• [Work to complete]
Each record that follows should be transcribed word for word.

• [Provided records]
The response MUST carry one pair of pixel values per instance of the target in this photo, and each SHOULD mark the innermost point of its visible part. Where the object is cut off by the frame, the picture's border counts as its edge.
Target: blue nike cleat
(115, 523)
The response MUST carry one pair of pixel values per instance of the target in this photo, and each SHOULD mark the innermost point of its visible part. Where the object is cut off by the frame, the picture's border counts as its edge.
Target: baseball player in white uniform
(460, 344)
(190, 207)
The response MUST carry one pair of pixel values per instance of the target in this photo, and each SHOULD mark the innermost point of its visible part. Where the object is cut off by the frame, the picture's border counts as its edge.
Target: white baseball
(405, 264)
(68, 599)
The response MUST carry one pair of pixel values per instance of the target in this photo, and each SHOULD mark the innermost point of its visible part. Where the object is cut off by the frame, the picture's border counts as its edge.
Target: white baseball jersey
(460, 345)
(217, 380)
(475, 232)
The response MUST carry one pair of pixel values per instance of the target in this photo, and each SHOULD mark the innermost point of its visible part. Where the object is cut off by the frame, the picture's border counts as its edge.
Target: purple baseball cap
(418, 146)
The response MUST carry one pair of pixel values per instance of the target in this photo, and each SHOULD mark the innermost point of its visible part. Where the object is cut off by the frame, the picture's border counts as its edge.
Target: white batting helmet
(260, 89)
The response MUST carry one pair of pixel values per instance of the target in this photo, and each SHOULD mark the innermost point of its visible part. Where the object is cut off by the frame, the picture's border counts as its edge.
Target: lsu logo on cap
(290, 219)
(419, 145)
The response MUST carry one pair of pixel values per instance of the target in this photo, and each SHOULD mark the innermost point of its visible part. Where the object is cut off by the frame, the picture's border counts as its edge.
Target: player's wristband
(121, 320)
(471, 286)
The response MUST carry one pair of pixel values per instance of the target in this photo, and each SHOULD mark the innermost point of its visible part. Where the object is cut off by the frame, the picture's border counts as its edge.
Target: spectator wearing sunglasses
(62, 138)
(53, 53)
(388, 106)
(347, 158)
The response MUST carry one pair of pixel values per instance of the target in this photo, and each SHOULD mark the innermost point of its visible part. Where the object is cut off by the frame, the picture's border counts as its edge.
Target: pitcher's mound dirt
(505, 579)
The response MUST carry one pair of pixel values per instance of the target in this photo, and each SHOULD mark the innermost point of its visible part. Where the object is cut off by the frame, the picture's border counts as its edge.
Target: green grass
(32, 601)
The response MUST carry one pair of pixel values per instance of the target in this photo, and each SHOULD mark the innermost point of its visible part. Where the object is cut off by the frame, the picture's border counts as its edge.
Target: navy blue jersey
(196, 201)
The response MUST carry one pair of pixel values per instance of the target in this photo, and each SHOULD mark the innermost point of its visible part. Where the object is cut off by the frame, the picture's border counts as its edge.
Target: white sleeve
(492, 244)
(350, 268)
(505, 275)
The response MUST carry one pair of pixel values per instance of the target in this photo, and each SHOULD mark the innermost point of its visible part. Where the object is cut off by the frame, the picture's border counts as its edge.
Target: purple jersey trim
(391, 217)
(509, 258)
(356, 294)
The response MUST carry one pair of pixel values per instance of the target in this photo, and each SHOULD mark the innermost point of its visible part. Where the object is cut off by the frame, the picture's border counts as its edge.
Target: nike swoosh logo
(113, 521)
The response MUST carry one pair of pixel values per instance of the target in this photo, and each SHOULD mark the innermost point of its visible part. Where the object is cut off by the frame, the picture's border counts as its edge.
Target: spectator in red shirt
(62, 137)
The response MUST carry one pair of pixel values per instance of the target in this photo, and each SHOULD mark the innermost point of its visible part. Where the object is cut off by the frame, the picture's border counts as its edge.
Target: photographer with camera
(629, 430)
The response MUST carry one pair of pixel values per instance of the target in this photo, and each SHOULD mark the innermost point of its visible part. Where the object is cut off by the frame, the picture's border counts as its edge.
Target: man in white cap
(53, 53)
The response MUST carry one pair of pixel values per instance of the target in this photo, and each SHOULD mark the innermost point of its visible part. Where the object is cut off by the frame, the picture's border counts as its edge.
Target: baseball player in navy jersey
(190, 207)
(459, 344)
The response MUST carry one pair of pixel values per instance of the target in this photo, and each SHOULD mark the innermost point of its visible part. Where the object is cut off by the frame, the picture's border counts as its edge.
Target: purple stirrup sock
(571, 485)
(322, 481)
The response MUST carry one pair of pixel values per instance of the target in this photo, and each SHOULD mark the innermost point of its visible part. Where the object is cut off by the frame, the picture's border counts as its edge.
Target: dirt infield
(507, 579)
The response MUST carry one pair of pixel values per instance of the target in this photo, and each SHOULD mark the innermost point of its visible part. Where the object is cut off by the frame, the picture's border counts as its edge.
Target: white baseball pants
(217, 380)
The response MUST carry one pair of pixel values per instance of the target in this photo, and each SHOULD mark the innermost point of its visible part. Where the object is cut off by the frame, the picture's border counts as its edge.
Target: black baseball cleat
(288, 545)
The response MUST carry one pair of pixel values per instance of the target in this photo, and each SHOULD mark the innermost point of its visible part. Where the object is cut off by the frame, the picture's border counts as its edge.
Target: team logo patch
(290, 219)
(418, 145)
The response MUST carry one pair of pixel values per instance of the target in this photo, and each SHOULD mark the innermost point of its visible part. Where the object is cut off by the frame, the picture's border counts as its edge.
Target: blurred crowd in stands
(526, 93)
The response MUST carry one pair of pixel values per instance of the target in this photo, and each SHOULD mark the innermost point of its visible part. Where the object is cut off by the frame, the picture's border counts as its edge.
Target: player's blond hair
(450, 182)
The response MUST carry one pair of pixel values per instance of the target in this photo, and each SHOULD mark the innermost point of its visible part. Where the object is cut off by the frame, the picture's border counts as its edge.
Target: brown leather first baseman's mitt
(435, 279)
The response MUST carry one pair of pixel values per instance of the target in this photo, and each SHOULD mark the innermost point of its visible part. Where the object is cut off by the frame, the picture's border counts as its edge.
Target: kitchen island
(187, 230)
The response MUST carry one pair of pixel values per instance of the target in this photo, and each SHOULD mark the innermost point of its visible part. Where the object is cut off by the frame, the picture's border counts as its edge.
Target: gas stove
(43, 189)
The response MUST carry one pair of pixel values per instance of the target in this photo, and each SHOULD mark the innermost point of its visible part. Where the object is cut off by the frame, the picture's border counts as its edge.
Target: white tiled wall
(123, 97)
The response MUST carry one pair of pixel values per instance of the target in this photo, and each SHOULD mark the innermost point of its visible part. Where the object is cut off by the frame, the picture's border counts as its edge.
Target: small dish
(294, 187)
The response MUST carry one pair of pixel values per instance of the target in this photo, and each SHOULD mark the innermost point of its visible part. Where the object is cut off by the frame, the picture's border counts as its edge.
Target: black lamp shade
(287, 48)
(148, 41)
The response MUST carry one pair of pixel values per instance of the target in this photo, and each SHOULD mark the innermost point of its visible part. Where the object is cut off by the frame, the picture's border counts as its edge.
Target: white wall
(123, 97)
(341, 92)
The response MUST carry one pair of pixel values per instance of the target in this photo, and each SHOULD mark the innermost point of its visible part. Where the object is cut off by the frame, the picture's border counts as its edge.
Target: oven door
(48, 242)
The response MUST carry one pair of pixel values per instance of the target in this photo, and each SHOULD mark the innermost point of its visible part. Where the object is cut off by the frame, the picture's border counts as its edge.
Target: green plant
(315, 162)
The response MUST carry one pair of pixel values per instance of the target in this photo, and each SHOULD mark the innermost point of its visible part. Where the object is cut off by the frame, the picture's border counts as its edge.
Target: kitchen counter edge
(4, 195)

• [Task response]
The response MUST carry one pair of pixel values per instance of the target in this photo, and each SHOULD mark the innermost point of its visible part. Where the object is cut off by the frame, the picture's border counts as its edge.
Target: blue nike cleat
(115, 523)
The response MUST carry one pair of pixel values per instance of the target in this photo, and each SHOULD mark the innermost point of its visible part. Where the object is cut off by the frame, the picture's border counts as its edge.
Target: baseball player in white uniform
(460, 344)
(190, 207)
The response MUST carry one pair of pixel values per instance of the target in this photo, and each SHOULD mark the innermost point of its visible part. Where the object is cut off by the frame, the picture's border counts as its edge.
Target: white baseball
(405, 264)
(68, 599)
The response MUST carry one pair of pixel values per instance of the target in this photo, and each SHOULD mark the innermost point of its visible part. Where the object is cut off by the frame, the picture's border counts as its edge.
Target: white baseball jersey
(460, 345)
(217, 380)
(475, 232)
The response MUST carry one pair of pixel values per instance of the target in this photo, and each SHOULD mark the innermost point of its visible part. Where the object is cut off by the frame, the picture's border counts as its edge.
Target: purple baseball cap
(418, 146)
The response MUST carry one pair of pixel values per instance of the target in this photo, and each SHOULD mark the innermost point of its visible part. Where the object is cut off by the frame, the picture's border counts as its edge.
Target: white batting helmet
(260, 89)
The response MUST carry one pair of pixel values per instance of the target in this photo, and each SHOULD mark the innermost point of its visible part. Where the object is cut off by the frame, the picture's border counts as its edge.
Target: lsu logo on cap
(290, 219)
(419, 145)
The response MUST carry one pair of pixel values per instance of the target in this photo, and each SHOULD mark the innermost point of its visible part. Where the object is cut off by the frame, the picture's border counts as its edge.
Target: player's wristband
(121, 320)
(471, 286)
The response MUST carry one pair of pixel values per instance of the target in this photo, and each SHOULD mark the innermost point of its visible part. Where the object is cut off by the frame, the picture's border counts as its edge.
Target: spectator wearing sunglasses
(62, 138)
(53, 53)
(388, 106)
(347, 158)
The response MUST carry one pair of pixel values per instance of the target in this photo, and each SHOULD mark the innermost point of its visible part. Where the object is cut off by the frame, the picture's border counts as its edge.
Target: pitcher's mound dirt
(505, 579)
The response MUST carry one pair of pixel values per instance of the target in this photo, and each SHOULD mark the innermost point of its visible part. Where the object is cut off by the frame, the picture's border counts as its edge.
Target: green grass
(32, 601)
The response MUST carry one pair of pixel values per instance of the target in this photo, and each SHOULD mark the innermost point of its visible part. Where the object is cut off by the frame, the picture's border counts as its edge.
Target: navy blue jersey
(196, 201)
The response MUST carry one pair of pixel values per instance of the target in this photo, and each SHOULD mark the innermost point of its visible part. Where the object is cut off by the frame, the picture's border counts as its edge.
Target: white sleeve
(492, 244)
(350, 268)
(505, 275)
The response MUST carry one pair of pixel values per instance of the target in this photo, and each SHOULD mark the innermost point of its visible part. Where the object is cut off by the frame, the picture's border counts as its edge.
Target: purple jersey trim
(391, 217)
(509, 258)
(356, 294)
The response MUST carry one pair of pixel values per instance of the target in this photo, and each SHOULD mark the innermost point of its visible part. Where the object is cut off by the frame, the picture's border counts as its edge.
Target: nike swoosh logo
(113, 521)
The response MUST carry one pair of pixel values per instance of the target in this photo, and each SHOULD mark the innermost point of its visible part. Where the object is cut off by the frame, the picture's border counts as its edge.
Target: spectator in red shirt
(62, 137)
The response MUST carry one pair of pixel values per instance of the target in this photo, and each SHOULD mark the innermost point of its visible part. Where the object is cut off by the frame, the picture's border counts as its edge.
Target: photographer with camera
(629, 430)
The response MUST carry one pair of pixel values per instance of the target in this photo, and each SHOULD mark the innermost point of its visible part. Where the object is cut off by the frame, the picture's border counts as its edge.
Target: man in white cap
(53, 53)
The response MUST carry one pair of pixel values per instance of the target in this photo, and each SHOULD mark the innermost point of its visible part. Where the object is cut off by the frame, the picture's border counts as its edge.
Target: baseball player in navy jersey
(190, 207)
(459, 344)
The response MUST carry one pair of pixel values per instance of the target in this photo, and each SHOULD mark the innermost point of its visible part. Where the object is cut off by the frame, the picture's border counts as its edge.
Target: purple stirrup sock
(571, 485)
(322, 481)
The response MUST carry one pair of pixel values per instance of the target in this photo, and each SHOULD mark the innermost point of its visible part. Where the object is cut off by the frame, the picture's border counts as its edge.
Target: dirt infield
(507, 579)
The response MUST carry one pair of pixel values per instance of the target in this photo, and each SHOULD mark the innermost point of its visible part. Where the object is cut off by the frame, the picture's border counts as its edge.
Target: white baseball pants
(217, 380)
The response MUST carry one pair of pixel values per instance of the target in this photo, and each SHOULD mark the innermost point of its visible part. Where the object is cut off by the frame, the picture's border counts as its edge.
Target: black baseball cleat
(288, 545)
The response MUST carry one pair of pixel values per instance of the target in this photo, and each SHOULD mark the innermost point of its visible part. Where the object is cut off by the frame, the picture's border counts as its edge.
Target: team logo patch
(290, 219)
(418, 145)
The response MUST carry one pair of pixel values per instance of the target in this photo, and each SHOULD mark the innermost point of its visible part. Where the object is cut off by the frame, the picture's border counts as its edge.
Target: blurred crowd in stands
(526, 93)
The response MUST carry one pair of pixel values per instance of the target in this photo, and each SHOULD mark the innermost point of its visible part. Where the object is cut off by the frame, the picture's border counts as its edge.
Target: player's blond hair
(450, 182)
The response MUST carry one pair of pixel values per instance of the target in this photo, and each SHOULD mark the innermost point of its visible part. Where the object is cut off by the frame, the picture's border counts as its edge.
Target: brown leather first baseman's mitt
(435, 279)
The response MUST carry one pair of pixel values per instance of the target in this photo, and each SHOULD mark the innermost point of its visible part. Where the object is cut off by the frame, the picture's border counts as its edge.
Target: kitchen island
(187, 230)
The response MUST carry one pair of pixel values per instance of the target in this photo, and each SHOULD mark the innermost point of its visible part. Where the object is cut off by the frame, the picture's border counts as its edge.
Target: gas stove
(43, 189)
The response MUST carry one pair of pixel values per instance of the target in this photo, and each SHOULD mark the innermost point of its visible part. Where the object is cut off by the frame, the picture's border counts as its edge.
Target: white tiled wall
(123, 97)
The response MUST carry one pair of pixel values per instance of the target in this photo, and each SHOULD mark the innermost point of its visible part. Where the object is cut off by the frame, the picture's border counts as its edge.
Target: small dish
(294, 187)
The response MUST carry one pair of pixel values per instance of the target in this photo, and each SHOULD mark the innermost point of its visible part. Where the object is cut off by the frame, the picture's border counts as its edge.
Target: black lamp shade
(287, 48)
(148, 41)
The response MUST carry one pair of pixel values per instance of the target in this photo, and each SHOULD mark the innermost point of its visible part. Where the object is cut off by the frame, the picture's border counts as its edge.
Target: white wall
(123, 97)
(341, 92)
The response MUST carry one pair of pixel values per instance of the target in this photo, and each SHOULD mark the innermost point of its visible part. Where the object is cut off by the frame, the picture's border counts as its edge.
Target: oven door
(48, 242)
The response MUST carry one pair of pixel values per instance of the target in this photo, and each SHOULD mark the innermost point of its visible part. Where the object is cut off by the frame, the picture's border counts as its edge.
Target: green plant
(315, 162)
The response MUST carry one pair of pixel values per instance of the target in this photo, and each SHOULD mark the innermost point of its visible part. Where the object is cut off by the frame, the picture's border counts as its edge.
Target: kitchen counter edge
(4, 195)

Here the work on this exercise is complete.